→ Selection:
■ ■ ■ ■

Your next book is Godard: Portrait of the Artist at Seventy by Colin MacCabe.
When one looks back over the history of French Nouvelle Vague or New Wave there are so many outstanding figures: Truffaut, Rohmer, Rivette, Chabrol. They have had a formidable impact but Godard was really the wunderkind and representative of the group. This year is the 50th anniversary of Breathless and there is a major reconsideration of his work.
Godard was not French but Swiss. But he did work in Paris. He made a controversial decision shortly after 1968 basically to stop making narrative films which one might say were pleasing to an audience. Instead he engaged in a kind of guerrilla film-making which he named after the Russian film director Dziga Vertov and formed with a friend, Jean Pierre Gorin, who was a Maoist activist.
So we have this rather divided legacy of Godard. We have the early wonderful seductive lyrical films such as Breathless which has become iconographic in the history of French Nouvelle Vague and then there are other films like the ones he made with his wife, the actress Anna Karina. And then he transitions to these political films which have influenced my work. For example, one of them is called The Wind from the East which is the title of my book. In 1967 he made a very influential film on Maoist thought and politics called La Chinoise.
The Left Bank is a small geographical quadrant and when an outstanding director like Godard explores the ins and outs of Maoism, it has a tremendous ripple effect.
What was it about Maoism that fascinated him?

■ ■ ■ ■

[Items from a dataset]
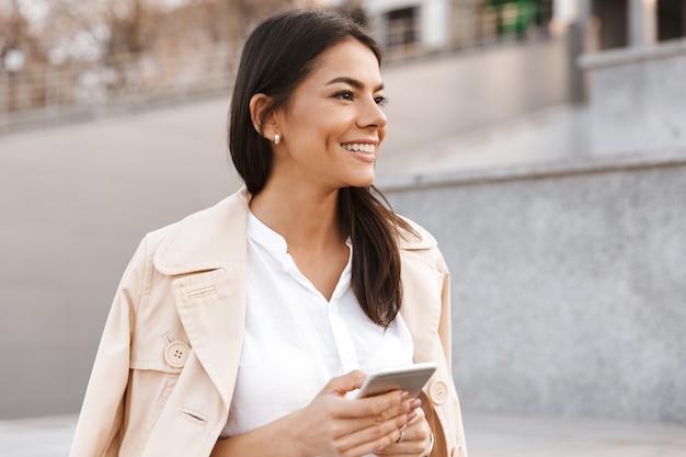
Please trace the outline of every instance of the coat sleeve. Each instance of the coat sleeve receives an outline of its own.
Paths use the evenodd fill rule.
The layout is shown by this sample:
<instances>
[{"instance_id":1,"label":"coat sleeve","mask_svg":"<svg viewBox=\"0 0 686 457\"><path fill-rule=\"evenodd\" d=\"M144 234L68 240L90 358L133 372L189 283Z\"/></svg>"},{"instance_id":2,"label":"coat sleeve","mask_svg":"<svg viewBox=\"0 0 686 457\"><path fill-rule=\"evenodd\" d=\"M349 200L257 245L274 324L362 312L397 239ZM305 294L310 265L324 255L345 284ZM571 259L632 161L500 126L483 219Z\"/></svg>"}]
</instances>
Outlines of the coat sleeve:
<instances>
[{"instance_id":1,"label":"coat sleeve","mask_svg":"<svg viewBox=\"0 0 686 457\"><path fill-rule=\"evenodd\" d=\"M438 271L442 276L442 288L441 288L441 319L438 321L438 336L441 339L441 345L443 346L443 353L445 354L445 362L448 367L448 372L450 374L450 379L453 378L453 338L451 338L451 304L450 304L450 273L448 267L443 259L441 252L436 249L436 259ZM435 410L433 410L427 414L426 419L434 431L434 453L432 456L446 456L446 457L467 457L467 446L465 443L465 429L462 425L462 414L461 407L459 403L459 399L457 397L457 391L455 389L454 384L449 384L448 386L449 395L443 404L443 409L449 410L450 413L446 418L449 420L446 421L448 425L438 426L438 418L436 416ZM451 437L445 436L446 434L451 434ZM449 445L448 443L453 443ZM444 454L447 453L447 454Z\"/></svg>"},{"instance_id":2,"label":"coat sleeve","mask_svg":"<svg viewBox=\"0 0 686 457\"><path fill-rule=\"evenodd\" d=\"M144 240L128 264L102 334L70 457L116 456L124 422L132 331L148 264Z\"/></svg>"}]
</instances>

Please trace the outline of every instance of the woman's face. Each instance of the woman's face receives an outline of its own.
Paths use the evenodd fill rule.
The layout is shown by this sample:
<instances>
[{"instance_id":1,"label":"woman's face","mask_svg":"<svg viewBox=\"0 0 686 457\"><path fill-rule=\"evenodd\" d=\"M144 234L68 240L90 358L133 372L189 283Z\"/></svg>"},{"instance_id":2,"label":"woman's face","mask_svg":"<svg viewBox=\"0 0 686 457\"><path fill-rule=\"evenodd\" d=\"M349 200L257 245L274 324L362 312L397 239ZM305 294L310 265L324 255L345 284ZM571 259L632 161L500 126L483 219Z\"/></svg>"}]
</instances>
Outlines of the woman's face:
<instances>
[{"instance_id":1,"label":"woman's face","mask_svg":"<svg viewBox=\"0 0 686 457\"><path fill-rule=\"evenodd\" d=\"M384 137L384 84L374 53L356 39L324 52L277 114L276 173L327 190L368 186Z\"/></svg>"}]
</instances>

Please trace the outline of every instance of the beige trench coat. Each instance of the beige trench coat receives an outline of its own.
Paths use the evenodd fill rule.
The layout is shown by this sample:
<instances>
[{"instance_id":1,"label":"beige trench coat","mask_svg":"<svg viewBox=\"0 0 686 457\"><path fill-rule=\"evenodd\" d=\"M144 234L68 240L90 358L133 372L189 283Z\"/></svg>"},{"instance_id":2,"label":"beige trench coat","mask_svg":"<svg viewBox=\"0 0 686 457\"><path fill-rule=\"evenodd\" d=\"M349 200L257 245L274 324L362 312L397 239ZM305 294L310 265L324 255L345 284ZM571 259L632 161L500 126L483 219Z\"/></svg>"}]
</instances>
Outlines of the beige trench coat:
<instances>
[{"instance_id":1,"label":"beige trench coat","mask_svg":"<svg viewBox=\"0 0 686 457\"><path fill-rule=\"evenodd\" d=\"M71 457L209 456L226 424L245 317L243 188L151 232L129 263L103 332ZM401 240L401 313L424 389L433 456L466 457L450 373L449 278L436 241Z\"/></svg>"}]
</instances>

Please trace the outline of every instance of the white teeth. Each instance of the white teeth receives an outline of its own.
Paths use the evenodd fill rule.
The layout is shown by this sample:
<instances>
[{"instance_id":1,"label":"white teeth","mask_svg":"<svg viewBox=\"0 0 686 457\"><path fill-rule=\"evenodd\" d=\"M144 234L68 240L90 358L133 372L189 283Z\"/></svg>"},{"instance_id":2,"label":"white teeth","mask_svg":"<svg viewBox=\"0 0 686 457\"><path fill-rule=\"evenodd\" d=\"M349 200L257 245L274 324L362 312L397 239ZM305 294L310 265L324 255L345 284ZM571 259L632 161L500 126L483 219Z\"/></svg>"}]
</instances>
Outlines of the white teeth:
<instances>
[{"instance_id":1,"label":"white teeth","mask_svg":"<svg viewBox=\"0 0 686 457\"><path fill-rule=\"evenodd\" d=\"M348 151L358 151L358 152L374 152L376 147L369 144L358 144L354 142L352 145L341 145L344 149Z\"/></svg>"}]
</instances>

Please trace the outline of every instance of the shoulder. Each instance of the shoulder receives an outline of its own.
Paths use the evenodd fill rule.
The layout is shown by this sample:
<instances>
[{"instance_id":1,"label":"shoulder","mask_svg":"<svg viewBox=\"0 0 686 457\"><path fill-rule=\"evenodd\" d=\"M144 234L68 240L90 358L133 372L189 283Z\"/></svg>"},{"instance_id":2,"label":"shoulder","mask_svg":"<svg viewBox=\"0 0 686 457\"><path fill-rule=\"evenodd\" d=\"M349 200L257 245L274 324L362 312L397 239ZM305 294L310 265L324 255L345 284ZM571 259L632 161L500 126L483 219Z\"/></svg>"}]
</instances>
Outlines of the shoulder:
<instances>
[{"instance_id":1,"label":"shoulder","mask_svg":"<svg viewBox=\"0 0 686 457\"><path fill-rule=\"evenodd\" d=\"M407 230L399 227L398 248L400 250L424 250L438 245L436 239L424 227L404 216L399 217L411 228L411 230Z\"/></svg>"},{"instance_id":2,"label":"shoulder","mask_svg":"<svg viewBox=\"0 0 686 457\"><path fill-rule=\"evenodd\" d=\"M424 227L407 217L400 216L412 230L399 228L398 249L407 261L419 261L436 270L447 271L438 241Z\"/></svg>"},{"instance_id":3,"label":"shoulder","mask_svg":"<svg viewBox=\"0 0 686 457\"><path fill-rule=\"evenodd\" d=\"M155 266L164 274L215 270L244 256L250 195L244 188L214 206L146 236Z\"/></svg>"}]
</instances>

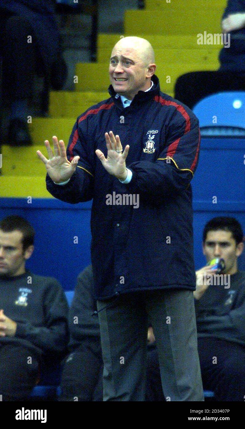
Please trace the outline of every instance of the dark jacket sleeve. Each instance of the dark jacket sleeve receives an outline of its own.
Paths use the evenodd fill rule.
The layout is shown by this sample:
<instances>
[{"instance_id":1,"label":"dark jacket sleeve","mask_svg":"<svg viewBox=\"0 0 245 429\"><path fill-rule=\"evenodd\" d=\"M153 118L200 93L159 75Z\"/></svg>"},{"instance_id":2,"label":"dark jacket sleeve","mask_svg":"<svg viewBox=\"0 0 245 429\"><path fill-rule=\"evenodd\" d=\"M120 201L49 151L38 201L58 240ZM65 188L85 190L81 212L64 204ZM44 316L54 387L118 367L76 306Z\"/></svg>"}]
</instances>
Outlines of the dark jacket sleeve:
<instances>
[{"instance_id":1,"label":"dark jacket sleeve","mask_svg":"<svg viewBox=\"0 0 245 429\"><path fill-rule=\"evenodd\" d=\"M242 12L245 12L245 0L228 0L222 19L228 15Z\"/></svg>"},{"instance_id":2,"label":"dark jacket sleeve","mask_svg":"<svg viewBox=\"0 0 245 429\"><path fill-rule=\"evenodd\" d=\"M167 194L184 191L197 168L200 145L199 123L177 111L167 130L164 148L155 162L139 161L127 165L133 172L126 186L132 193L157 202Z\"/></svg>"},{"instance_id":3,"label":"dark jacket sleeve","mask_svg":"<svg viewBox=\"0 0 245 429\"><path fill-rule=\"evenodd\" d=\"M93 279L92 266L87 267L78 278L74 296L69 311L70 342L81 343L98 340L100 326L93 296Z\"/></svg>"},{"instance_id":4,"label":"dark jacket sleeve","mask_svg":"<svg viewBox=\"0 0 245 429\"><path fill-rule=\"evenodd\" d=\"M93 197L93 167L89 160L86 140L79 127L78 120L75 124L67 150L68 160L78 155L80 157L75 172L66 185L57 185L47 174L47 189L53 196L62 201L75 204L88 201Z\"/></svg>"},{"instance_id":5,"label":"dark jacket sleeve","mask_svg":"<svg viewBox=\"0 0 245 429\"><path fill-rule=\"evenodd\" d=\"M30 341L46 353L62 353L69 339L68 306L64 291L55 279L45 291L43 309L45 326L18 323L15 336Z\"/></svg>"}]
</instances>

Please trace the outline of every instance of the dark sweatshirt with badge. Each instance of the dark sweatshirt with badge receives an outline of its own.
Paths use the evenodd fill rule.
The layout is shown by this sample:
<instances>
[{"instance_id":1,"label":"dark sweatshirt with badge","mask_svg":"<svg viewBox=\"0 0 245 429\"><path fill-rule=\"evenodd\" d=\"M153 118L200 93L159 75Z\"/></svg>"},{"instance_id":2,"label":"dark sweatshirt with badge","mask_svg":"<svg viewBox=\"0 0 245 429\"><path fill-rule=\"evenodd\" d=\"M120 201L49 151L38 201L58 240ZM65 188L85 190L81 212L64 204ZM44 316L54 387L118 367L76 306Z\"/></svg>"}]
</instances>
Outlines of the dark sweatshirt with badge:
<instances>
[{"instance_id":1,"label":"dark sweatshirt with badge","mask_svg":"<svg viewBox=\"0 0 245 429\"><path fill-rule=\"evenodd\" d=\"M78 118L67 149L68 160L80 157L69 182L56 184L54 196L75 203L93 199L91 255L95 297L158 289L194 290L192 192L198 160L198 120L186 106L161 92L157 77L124 109L110 97ZM105 133L118 134L130 148L126 166L130 182L109 174L95 154L107 156ZM108 194L138 195L139 205L108 205Z\"/></svg>"},{"instance_id":2,"label":"dark sweatshirt with badge","mask_svg":"<svg viewBox=\"0 0 245 429\"><path fill-rule=\"evenodd\" d=\"M17 324L14 336L0 337L2 344L17 344L40 357L63 357L69 339L68 306L55 279L25 273L0 276L0 308Z\"/></svg>"},{"instance_id":3,"label":"dark sweatshirt with badge","mask_svg":"<svg viewBox=\"0 0 245 429\"><path fill-rule=\"evenodd\" d=\"M195 299L195 307L198 338L211 337L245 346L245 271L230 276L230 288L210 285L200 299Z\"/></svg>"}]
</instances>

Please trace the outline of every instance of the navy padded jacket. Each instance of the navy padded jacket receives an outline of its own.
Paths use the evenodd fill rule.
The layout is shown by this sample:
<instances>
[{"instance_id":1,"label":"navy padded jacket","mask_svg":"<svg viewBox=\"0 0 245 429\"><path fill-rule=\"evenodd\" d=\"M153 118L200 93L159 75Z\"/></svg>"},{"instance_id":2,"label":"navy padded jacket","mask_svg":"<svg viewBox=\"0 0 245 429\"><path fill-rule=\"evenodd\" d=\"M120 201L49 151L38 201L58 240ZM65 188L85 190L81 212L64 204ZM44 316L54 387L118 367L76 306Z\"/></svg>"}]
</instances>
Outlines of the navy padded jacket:
<instances>
[{"instance_id":1,"label":"navy padded jacket","mask_svg":"<svg viewBox=\"0 0 245 429\"><path fill-rule=\"evenodd\" d=\"M47 188L56 198L71 203L93 198L97 298L144 290L195 289L190 182L198 161L199 121L188 107L160 92L156 76L152 79L151 89L139 91L125 109L110 85L110 97L87 110L74 125L67 157L81 157L70 181L55 184L47 175ZM126 165L133 176L127 184L109 175L95 153L99 148L106 157L105 133L111 130L119 135L124 149L130 146ZM139 194L139 208L107 205L106 196L114 191Z\"/></svg>"}]
</instances>

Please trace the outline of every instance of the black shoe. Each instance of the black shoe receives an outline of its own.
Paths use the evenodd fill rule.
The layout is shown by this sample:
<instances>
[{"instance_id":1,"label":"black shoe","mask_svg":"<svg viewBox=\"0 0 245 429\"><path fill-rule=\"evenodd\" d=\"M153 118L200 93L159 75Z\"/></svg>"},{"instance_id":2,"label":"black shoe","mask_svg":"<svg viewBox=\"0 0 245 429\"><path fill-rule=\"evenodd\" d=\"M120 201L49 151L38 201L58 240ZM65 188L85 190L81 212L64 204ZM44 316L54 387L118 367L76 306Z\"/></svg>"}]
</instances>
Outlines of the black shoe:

■ ■ ■ ■

→ Your tasks:
1. Answer these questions using the interview about Godard:
(a) Of what country was Godard a native?
(b) After which film director did Godard name his guerrilla film-making?
(c) What was the title of the film on Maoist thought and politics that Godard made in 1967?
2. Proceed with the interview about Godard, writing on from its final line.
The items are separate material, apart from the interview about Godard.

→ Exercise results:
1.
(a) Switzerland; he was Swiss.
(b) The Russian film director Dziga Vertov.
(c) La Chinoise.

2.
I have spent a lot of time probing what it was because it didn’t happen everywhere in the West. By 1967 de Gaulle had been in office for nine years and the zeitgeist was blowing left. Maoism fitted right in with the attitudes against what the Americans were doing in Vietnam. At the time the French left felt that all the traditional political options they had explored didn’t work. French socialism had collapsed and the true nature of Russian Communism had been exposed in 1956 with the crushing of the Hungarian Uprising and again in 1968, in case anyone had any doubts, with the crushing of the Prague Spring. And people were desperate for a Utopian political alternative.
There was discontent with western civilisation and a depletion of energy all around. In 1966 Mao launched this youth-inspired Cultural Revolution with young students as Red Guards leading the charge. It was very hard for people in the west to get accurate information about what was going on there so they used it as a projection screen to entertain their own revolutionary fantasies about the last left-wing Utopia on the planet. That is the spirit in which Godard undertakes his investigations. He admires the revolutionary energy coming out China that was nowhere else to be found.
But there was a backlash later on which leads us to The Black Book of Communism, edited by Stéphane Courtois.
Yes, this is really the leitmotif of my study too which has to do with the disillusionment with Utopianism and the way the hard realities about real existing Communism hit home in the late 60s and early 70s and the transition of the generation of student radicals from ultra left attitudes to becoming advocates of social movements, civil society and human rights activists.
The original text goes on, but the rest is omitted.